STATED TASK ->
In the listing below, find the line containing "Give one point for each instance of the bus body". Write out that line and every line after it to the end, exactly and only those.

--- start of EXERCISE MATERIAL ---

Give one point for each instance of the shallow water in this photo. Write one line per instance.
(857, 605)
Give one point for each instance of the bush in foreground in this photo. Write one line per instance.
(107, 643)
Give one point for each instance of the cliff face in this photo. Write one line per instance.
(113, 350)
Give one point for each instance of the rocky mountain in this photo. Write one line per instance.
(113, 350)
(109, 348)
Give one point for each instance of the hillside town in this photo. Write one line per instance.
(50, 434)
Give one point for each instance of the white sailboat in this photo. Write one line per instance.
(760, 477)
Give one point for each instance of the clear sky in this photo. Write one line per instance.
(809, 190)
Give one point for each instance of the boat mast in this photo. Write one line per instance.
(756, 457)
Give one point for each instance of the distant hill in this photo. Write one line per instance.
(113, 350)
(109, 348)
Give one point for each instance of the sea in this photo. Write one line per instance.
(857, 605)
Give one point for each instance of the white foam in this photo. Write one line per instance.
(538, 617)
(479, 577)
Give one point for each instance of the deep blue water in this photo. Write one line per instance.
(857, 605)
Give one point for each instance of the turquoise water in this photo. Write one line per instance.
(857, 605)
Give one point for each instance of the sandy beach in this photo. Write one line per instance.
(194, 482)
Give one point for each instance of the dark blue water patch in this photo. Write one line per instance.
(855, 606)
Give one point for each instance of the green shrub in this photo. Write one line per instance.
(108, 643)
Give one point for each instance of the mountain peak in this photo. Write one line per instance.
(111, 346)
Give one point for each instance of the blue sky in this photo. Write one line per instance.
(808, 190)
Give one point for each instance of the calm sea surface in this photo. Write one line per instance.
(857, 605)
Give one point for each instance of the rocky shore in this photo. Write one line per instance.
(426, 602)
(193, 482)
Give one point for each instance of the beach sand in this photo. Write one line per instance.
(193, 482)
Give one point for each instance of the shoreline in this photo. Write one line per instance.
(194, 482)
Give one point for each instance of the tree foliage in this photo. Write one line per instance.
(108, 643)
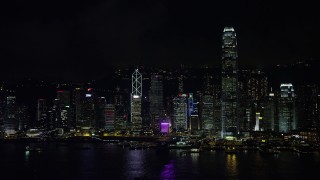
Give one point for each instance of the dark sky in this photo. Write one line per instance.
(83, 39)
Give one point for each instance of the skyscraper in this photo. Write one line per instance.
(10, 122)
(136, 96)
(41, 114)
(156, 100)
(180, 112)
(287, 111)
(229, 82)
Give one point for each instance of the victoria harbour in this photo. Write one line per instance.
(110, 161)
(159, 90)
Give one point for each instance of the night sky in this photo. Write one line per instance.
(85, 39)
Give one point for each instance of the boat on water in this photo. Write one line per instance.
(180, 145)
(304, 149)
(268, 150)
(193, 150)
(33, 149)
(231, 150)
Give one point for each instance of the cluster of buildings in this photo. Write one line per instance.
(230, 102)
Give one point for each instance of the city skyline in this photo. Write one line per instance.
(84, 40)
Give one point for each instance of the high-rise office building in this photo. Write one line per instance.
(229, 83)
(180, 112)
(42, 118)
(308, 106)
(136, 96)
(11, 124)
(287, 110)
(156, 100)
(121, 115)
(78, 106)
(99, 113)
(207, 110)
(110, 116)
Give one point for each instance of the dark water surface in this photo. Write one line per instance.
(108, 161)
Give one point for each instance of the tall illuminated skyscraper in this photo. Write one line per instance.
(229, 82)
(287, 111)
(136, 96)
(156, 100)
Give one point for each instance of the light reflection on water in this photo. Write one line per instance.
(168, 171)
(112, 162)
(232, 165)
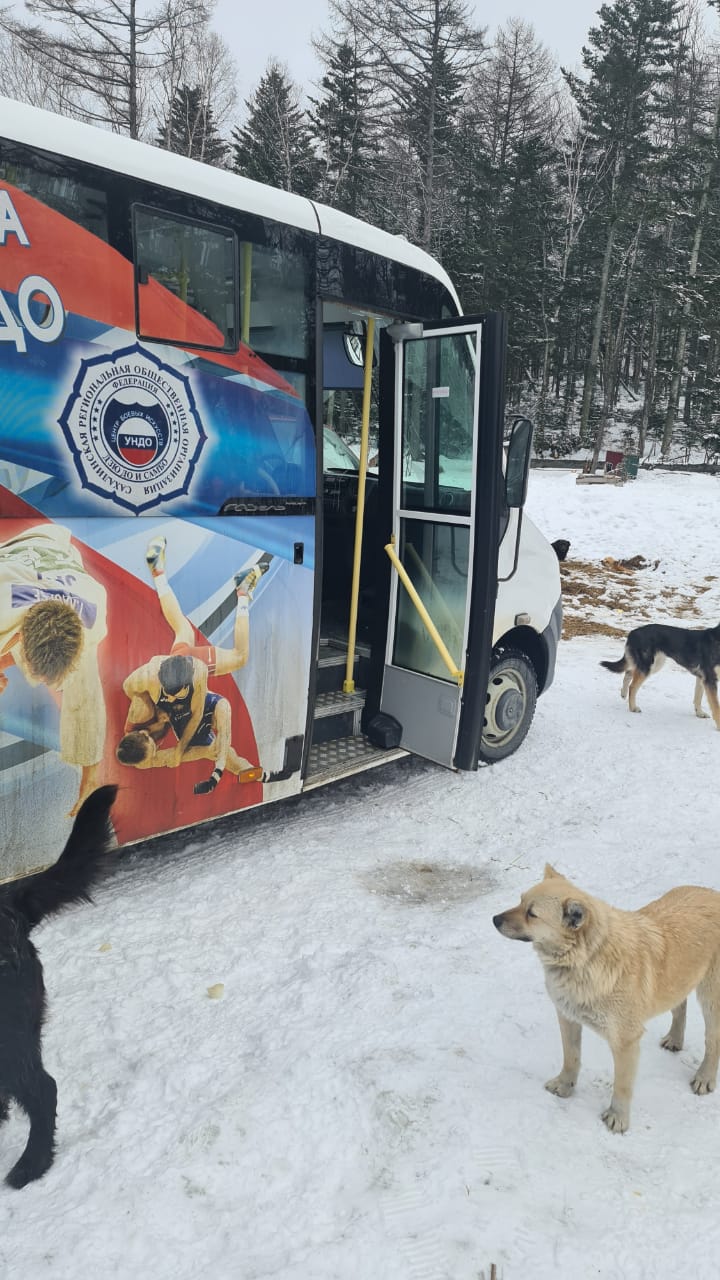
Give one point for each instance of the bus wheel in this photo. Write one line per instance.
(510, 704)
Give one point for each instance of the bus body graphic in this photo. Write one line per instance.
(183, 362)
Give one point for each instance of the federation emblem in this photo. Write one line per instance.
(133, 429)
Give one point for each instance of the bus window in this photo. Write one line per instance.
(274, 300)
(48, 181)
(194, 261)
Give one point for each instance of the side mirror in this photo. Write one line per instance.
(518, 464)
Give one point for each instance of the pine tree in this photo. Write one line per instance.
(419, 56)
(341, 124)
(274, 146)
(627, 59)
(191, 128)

--- end of EXERCISE MATERIAL ---

EXPECTED OUTPUT ->
Give one point for each instance of the bus body graphic in this photo. Write one line per instance.
(183, 362)
Give one point for each instance of the federation emblem in this photo. Write one line per instance.
(133, 429)
Give one point for each instance of the bus window in this photo. Write one line per instance.
(274, 300)
(48, 181)
(194, 261)
Give one point for each instance of the side mirror in this photo. Write one line per instance.
(518, 464)
Give one point for each instance of the pine tree in this photo. Write one line per instance.
(419, 56)
(341, 124)
(274, 146)
(627, 59)
(191, 128)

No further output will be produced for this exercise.